▶ _WHAT IS NEEDED_: Word for word, set down the records and skip each picture.

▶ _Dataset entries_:
********************

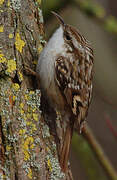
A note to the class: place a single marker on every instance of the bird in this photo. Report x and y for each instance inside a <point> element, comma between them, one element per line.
<point>65,69</point>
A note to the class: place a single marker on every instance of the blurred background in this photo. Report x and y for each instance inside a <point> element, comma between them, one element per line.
<point>97,21</point>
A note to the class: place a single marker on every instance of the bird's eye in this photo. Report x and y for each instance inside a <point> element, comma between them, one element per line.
<point>68,37</point>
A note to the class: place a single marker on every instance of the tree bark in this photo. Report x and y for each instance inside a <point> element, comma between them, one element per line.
<point>28,139</point>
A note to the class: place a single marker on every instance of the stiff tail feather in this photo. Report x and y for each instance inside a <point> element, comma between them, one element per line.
<point>64,155</point>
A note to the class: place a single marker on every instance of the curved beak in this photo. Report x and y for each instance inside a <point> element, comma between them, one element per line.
<point>59,18</point>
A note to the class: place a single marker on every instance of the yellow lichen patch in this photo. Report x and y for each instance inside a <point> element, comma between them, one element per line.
<point>28,115</point>
<point>28,144</point>
<point>10,35</point>
<point>20,76</point>
<point>39,1</point>
<point>1,2</point>
<point>15,86</point>
<point>49,165</point>
<point>35,117</point>
<point>14,97</point>
<point>8,3</point>
<point>22,131</point>
<point>29,173</point>
<point>2,58</point>
<point>11,66</point>
<point>21,105</point>
<point>8,148</point>
<point>40,48</point>
<point>26,97</point>
<point>35,62</point>
<point>19,43</point>
<point>32,125</point>
<point>1,28</point>
<point>31,92</point>
<point>34,109</point>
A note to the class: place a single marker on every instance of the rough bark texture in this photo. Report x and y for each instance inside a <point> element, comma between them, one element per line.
<point>27,145</point>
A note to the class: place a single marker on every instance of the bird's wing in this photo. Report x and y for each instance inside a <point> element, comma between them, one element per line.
<point>75,82</point>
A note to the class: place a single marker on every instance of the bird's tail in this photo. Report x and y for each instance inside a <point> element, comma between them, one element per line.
<point>64,154</point>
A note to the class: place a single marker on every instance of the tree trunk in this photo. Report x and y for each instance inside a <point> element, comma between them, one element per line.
<point>27,144</point>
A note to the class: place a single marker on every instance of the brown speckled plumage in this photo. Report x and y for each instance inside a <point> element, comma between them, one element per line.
<point>65,70</point>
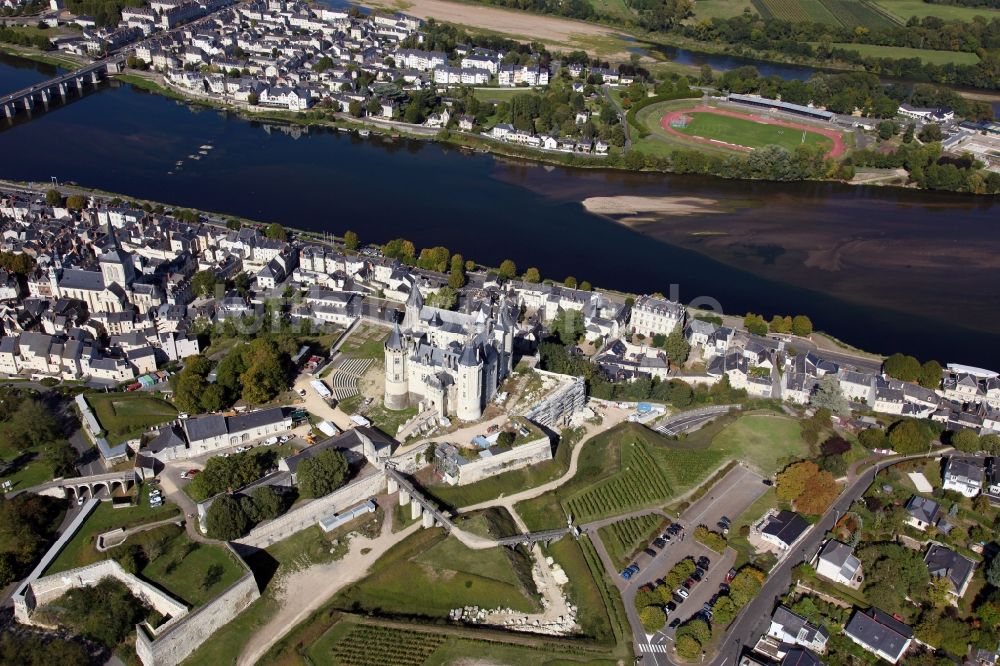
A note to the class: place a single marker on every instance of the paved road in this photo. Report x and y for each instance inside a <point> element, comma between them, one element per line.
<point>755,616</point>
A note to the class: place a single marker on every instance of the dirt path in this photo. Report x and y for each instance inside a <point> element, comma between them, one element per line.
<point>838,141</point>
<point>302,592</point>
<point>612,417</point>
<point>519,25</point>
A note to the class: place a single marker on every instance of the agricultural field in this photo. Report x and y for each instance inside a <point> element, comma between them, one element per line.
<point>904,10</point>
<point>902,52</point>
<point>127,415</point>
<point>429,574</point>
<point>624,538</point>
<point>368,645</point>
<point>841,13</point>
<point>710,9</point>
<point>749,133</point>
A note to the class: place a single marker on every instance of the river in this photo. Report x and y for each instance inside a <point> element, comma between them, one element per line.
<point>882,269</point>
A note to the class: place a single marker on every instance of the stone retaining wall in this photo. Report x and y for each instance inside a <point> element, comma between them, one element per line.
<point>299,519</point>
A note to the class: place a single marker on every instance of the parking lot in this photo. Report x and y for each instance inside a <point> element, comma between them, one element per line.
<point>730,497</point>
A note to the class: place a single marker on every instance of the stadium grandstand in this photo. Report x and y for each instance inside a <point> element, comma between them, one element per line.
<point>765,103</point>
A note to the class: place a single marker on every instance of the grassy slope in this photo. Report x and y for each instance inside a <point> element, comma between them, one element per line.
<point>764,440</point>
<point>127,415</point>
<point>749,133</point>
<point>901,52</point>
<point>401,584</point>
<point>904,9</point>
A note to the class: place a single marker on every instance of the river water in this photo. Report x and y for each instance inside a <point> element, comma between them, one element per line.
<point>885,270</point>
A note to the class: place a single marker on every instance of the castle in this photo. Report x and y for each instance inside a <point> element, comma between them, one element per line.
<point>452,362</point>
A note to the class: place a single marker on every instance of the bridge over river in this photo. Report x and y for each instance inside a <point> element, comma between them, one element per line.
<point>43,92</point>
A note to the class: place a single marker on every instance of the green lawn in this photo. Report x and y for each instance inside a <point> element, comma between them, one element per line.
<point>127,415</point>
<point>368,341</point>
<point>81,549</point>
<point>903,52</point>
<point>183,568</point>
<point>631,467</point>
<point>742,132</point>
<point>710,9</point>
<point>766,441</point>
<point>905,9</point>
<point>413,579</point>
<point>624,538</point>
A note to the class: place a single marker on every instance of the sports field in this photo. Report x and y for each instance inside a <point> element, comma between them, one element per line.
<point>736,131</point>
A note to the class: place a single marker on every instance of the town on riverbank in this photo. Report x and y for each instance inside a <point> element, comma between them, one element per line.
<point>249,437</point>
<point>397,74</point>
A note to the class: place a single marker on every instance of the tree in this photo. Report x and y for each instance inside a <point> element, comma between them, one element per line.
<point>276,231</point>
<point>456,276</point>
<point>268,503</point>
<point>508,269</point>
<point>909,436</point>
<point>203,283</point>
<point>76,201</point>
<point>829,395</point>
<point>653,618</point>
<point>902,367</point>
<point>801,326</point>
<point>930,375</point>
<point>965,440</point>
<point>930,132</point>
<point>993,572</point>
<point>677,347</point>
<point>688,648</point>
<point>321,474</point>
<point>226,519</point>
<point>351,240</point>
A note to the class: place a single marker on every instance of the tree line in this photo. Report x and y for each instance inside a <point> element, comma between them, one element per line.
<point>798,38</point>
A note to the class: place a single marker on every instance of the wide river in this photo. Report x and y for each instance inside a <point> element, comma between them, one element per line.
<point>883,269</point>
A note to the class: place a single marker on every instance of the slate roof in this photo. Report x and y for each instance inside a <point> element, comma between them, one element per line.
<point>786,526</point>
<point>879,631</point>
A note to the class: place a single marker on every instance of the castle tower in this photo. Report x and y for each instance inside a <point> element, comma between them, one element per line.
<point>396,384</point>
<point>470,385</point>
<point>414,304</point>
<point>507,326</point>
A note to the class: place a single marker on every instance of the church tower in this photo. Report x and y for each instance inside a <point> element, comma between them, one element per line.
<point>470,385</point>
<point>396,384</point>
<point>414,304</point>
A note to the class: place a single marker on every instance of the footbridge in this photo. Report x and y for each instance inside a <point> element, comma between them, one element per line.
<point>27,98</point>
<point>86,487</point>
<point>420,506</point>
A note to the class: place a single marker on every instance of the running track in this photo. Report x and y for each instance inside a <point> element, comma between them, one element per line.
<point>838,143</point>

********************

▶ _OUTPUT OF THE TASK_:
A note to the class: place a single marker on every instance of the bird in this photo. Report x and y for each instance inside a <point> element, comma between them, one element per line.
<point>65,69</point>
A note to the class: place a single marker on every instance of the blurred background in this photo. Report x and y for each instance inside a <point> element, comma between them, one element per line.
<point>97,21</point>
A note to the class: place a single marker on every instance of the bird's eye in this photo. Report x and y for each instance inside a <point> element, comma between them, one element per line.
<point>68,37</point>
A note to the class: place a single marker on every instance of the tree bark in this photo. Report x and y for each instance inside a <point> element, comma between them, one element per line.
<point>28,139</point>
A note to the class: place a single marker on every instance of the stiff tail feather in this photo. Report x and y for each instance inside a <point> element, comma between them, one element per line.
<point>64,155</point>
A note to the class: place a single marker on every instance of the curved beak in this photo. Report x and y for each instance inside a <point> element, comma between them, one element per line.
<point>59,18</point>
A note to the class: place a single marker on every instance of the yellow lichen patch in this photo. Report x and y for each instance inside a <point> element, comma between them, one element per line.
<point>28,115</point>
<point>28,144</point>
<point>10,35</point>
<point>20,76</point>
<point>39,1</point>
<point>1,2</point>
<point>15,86</point>
<point>49,165</point>
<point>35,117</point>
<point>14,97</point>
<point>8,3</point>
<point>22,131</point>
<point>29,173</point>
<point>2,58</point>
<point>11,66</point>
<point>21,105</point>
<point>8,148</point>
<point>40,48</point>
<point>26,97</point>
<point>35,62</point>
<point>19,43</point>
<point>32,125</point>
<point>1,28</point>
<point>31,92</point>
<point>34,109</point>
A note to the class: place a single marker on every instance of the rough bark texture in this photo. Report x and y for each instance inside a <point> element, comma between them, one element per line.
<point>27,145</point>
A note to the class: place a single marker on every instance of the bird's wing in this photo. Report x and y for each instance inside a <point> element, comma between them, one element per line.
<point>75,82</point>
A note to the class: place a single marker on every instance of the bird's tail in this photo. Report x and y for each instance inside a <point> element, comma between them, one element per line.
<point>64,154</point>
A note to the class: place a single marker on every instance of the tree trunk in this photo. Report x and y for each instance inside a <point> element, comma between them, one element per line.
<point>27,144</point>
A note to the class: place a single marker on every instance of the brown speckled plumage in this photo. Report x and y for each instance inside a <point> element, comma between them, one element per line.
<point>65,70</point>
A note to the class: place a single marker on every instance of the paved road in this photo. Report x and y for each instance inside a <point> element, comma between them, one element per line.
<point>755,616</point>
A note to the class: place a single marker on every instance of the dirt path in this photo. Report x and y for each instance inside a <point> element, comma between them, one element per line.
<point>838,141</point>
<point>302,592</point>
<point>612,417</point>
<point>519,25</point>
A note to the class: place a single marker on every instance of the agricultural field in this photo. Report x and y for each instance inside a <point> element, comma between them, one element per line.
<point>904,10</point>
<point>902,52</point>
<point>127,415</point>
<point>429,574</point>
<point>624,538</point>
<point>368,645</point>
<point>841,13</point>
<point>710,9</point>
<point>749,133</point>
A note to the class: place a single marker on every instance of the river in this photo. Report x and y for each instance inside a <point> element, comma between them, one element per line.
<point>882,269</point>
A note to the class: place a single marker on every instance of the stone retaining wall in this photo. Report x and y for each instance inside a <point> element, comma between them, one element per line.
<point>299,519</point>
A note to the class: place a single marker on every instance of the parking lot in this photo. Report x and y for each instance inside a <point> element, comma between them, one element per line.
<point>730,497</point>
A note to the class: place a single marker on every instance of the stadium grandstand in this photo. Report x and y for each instance inside a <point> element, comma between them, one element per line.
<point>765,103</point>
A note to the class: place a single marker on every instance of the grassy slope in this photo. Report x and y for each instance inside a <point> element, comma between them, one element per line.
<point>764,440</point>
<point>127,415</point>
<point>749,133</point>
<point>901,52</point>
<point>401,584</point>
<point>904,9</point>
A note to the class: place a single marker on every instance of the river water in this photo. Report x and y for each instance inside a <point> element, comma between them, one element per line.
<point>885,270</point>
A note to the class: place a single marker on every instance of the castle in this photo. Report x and y for each instance inside a <point> element, comma between them, one element per line.
<point>452,362</point>
A note to the class: place a single marker on every instance of the bridge over river in this photo. Report x and y for each instance inside a <point> element, comma between them, one element per line.
<point>43,92</point>
A note to the class: place a single marker on every instance of the green lawn in this photo. Report x and y for each instance inside a <point> element, comma between them, one element per line.
<point>127,415</point>
<point>368,341</point>
<point>81,549</point>
<point>903,52</point>
<point>183,568</point>
<point>631,467</point>
<point>742,132</point>
<point>710,9</point>
<point>766,441</point>
<point>905,9</point>
<point>413,579</point>
<point>624,538</point>
A note to the class: place a single marker on every instance of the sports field in this photo. Report x and y for each instance inside a <point> element, comma between them, one element per line.
<point>736,131</point>
A note to the class: place a single marker on every instance of the town on riverbank in this photo. Report x and y for each instance inside a <point> element, comma between them, one element per line.
<point>249,437</point>
<point>397,74</point>
A note to the class: place a single marker on every instance of the tree in this photo. Report x and y for each instance inside a <point> element, comma between them, one element per line.
<point>276,231</point>
<point>456,276</point>
<point>268,503</point>
<point>508,269</point>
<point>909,436</point>
<point>203,283</point>
<point>76,201</point>
<point>829,395</point>
<point>653,618</point>
<point>902,367</point>
<point>801,326</point>
<point>930,375</point>
<point>965,440</point>
<point>930,132</point>
<point>993,572</point>
<point>677,347</point>
<point>688,648</point>
<point>321,474</point>
<point>226,519</point>
<point>351,240</point>
A note to the class: place a single marker on every instance of the tree line in this photo. Report x and y for each instance inside a <point> element, comma between them, one element per line.
<point>798,38</point>
A note to the class: place a single marker on every instance of the wide river in this photo. Report x and y for each instance inside a <point> element, comma between them, one element per line.
<point>883,269</point>
A note to the class: place a single marker on every instance of the slate roof in this photo. Report x and y for each instance inside a <point> element, comma between them, one element per line.
<point>786,526</point>
<point>879,631</point>
A note to the class: place a single marker on every instance of the castle tower in this photo. Report x and y for each instance inside a <point> element, comma between them, one element per line.
<point>396,384</point>
<point>470,385</point>
<point>414,304</point>
<point>507,326</point>
A note to the class: place a single marker on every instance of the church tower in this photo. Report x and y for each instance inside a <point> element, comma between them, one element per line.
<point>470,385</point>
<point>396,384</point>
<point>414,304</point>
A note to the class: place a single marker on every instance of the footbridge in this photo. Report x and y for each instance inside a <point> element, comma between them, one element per line.
<point>27,98</point>
<point>86,487</point>
<point>420,506</point>
A note to the class: place a single marker on every instance of the running track in this photo. Report x and y for each instance inside a <point> element, comma between them, one element per line.
<point>838,143</point>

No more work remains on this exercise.